• Excerpted text:

▼

We will measure adherence to prescribed asthma medications at baseline and during follow-up visits. First, we will use the Adherence to Refills and Medications Scale-7 . ARMS-7 be will be administered at baseline and monthly during the follow-up period. The score is calculated by summing the scores for all items; lower scores indicate better adherence. Second, we will measure adherence using inhaler counters placed on all daily inhaled medications (e.g. inhaled corticosteroids, long-acting beta agonist, combination therapies). We will evaluate differences in the number of puffs used divided by the number of puffs indicated to have been used by the prescribing physician over the monthly follow-up period.
Fidelity to the intervention
We will conduct audio recordings and in-person observations of clinic staff, study staff, and study participants to evaluate fidelity (i.e. how well the intervention was delivered as intended according to the protocol). With participant consent, we will audio record all home visit interactions between nurse managers and families. Using pre-established checklists based on study protocols and standard operating procedures, we will evaluate the extent to which these procedures were followed by nurse managers in a random selection of 20% of audio files.

▲

Saved data entries

▼

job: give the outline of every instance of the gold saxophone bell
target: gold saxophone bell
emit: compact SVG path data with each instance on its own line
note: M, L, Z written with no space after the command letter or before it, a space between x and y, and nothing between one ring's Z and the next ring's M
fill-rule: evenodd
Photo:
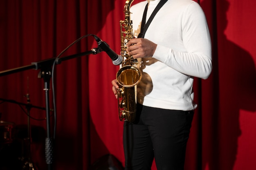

▲

• What to do:
1. Condense the paragraph of the study protocol excerpt that begins "We will conduct audio recordings" into a short bulleted list that keeps its main facts.
2. Reproduce everything in the study protocol excerpt from "We will measure adherence to" down to "monthly follow-up period.", substituting "weekly" for "monthly".
The records have no connection to the study protocol excerpt.

• Answers to the exercise:
1.
- Fidelity (how well the intervention was delivered as the protocol intended) will be evaluated through audio recordings and in-person observations of clinic staff, study staff, and study participants.
- With participant consent, all home visit interactions between nurse managers and families will be audio recorded.
- A random 20% of the audio files will be checked against pre-established checklists based on study protocols and standard operating procedures to see how far nurse managers followed those procedures.

2.
We will measure adherence to prescribed asthma medications at baseline and during follow-up visits. First, we will use the Adherence to Refills and Medications Scale-7 . ARMS-7 be will be administered at baseline and weekly during the follow-up period. The score is calculated by summing the scores for all items; lower scores indicate better adherence. Second, we will measure adherence using inhaler counters placed on all daily inhaled medications (e.g. inhaled corticosteroids, long-acting beta agonist, combination therapies). We will evaluate differences in the number of puffs used divided by the number of puffs indicated to have been used by the prescribing physician over the weekly follow-up period.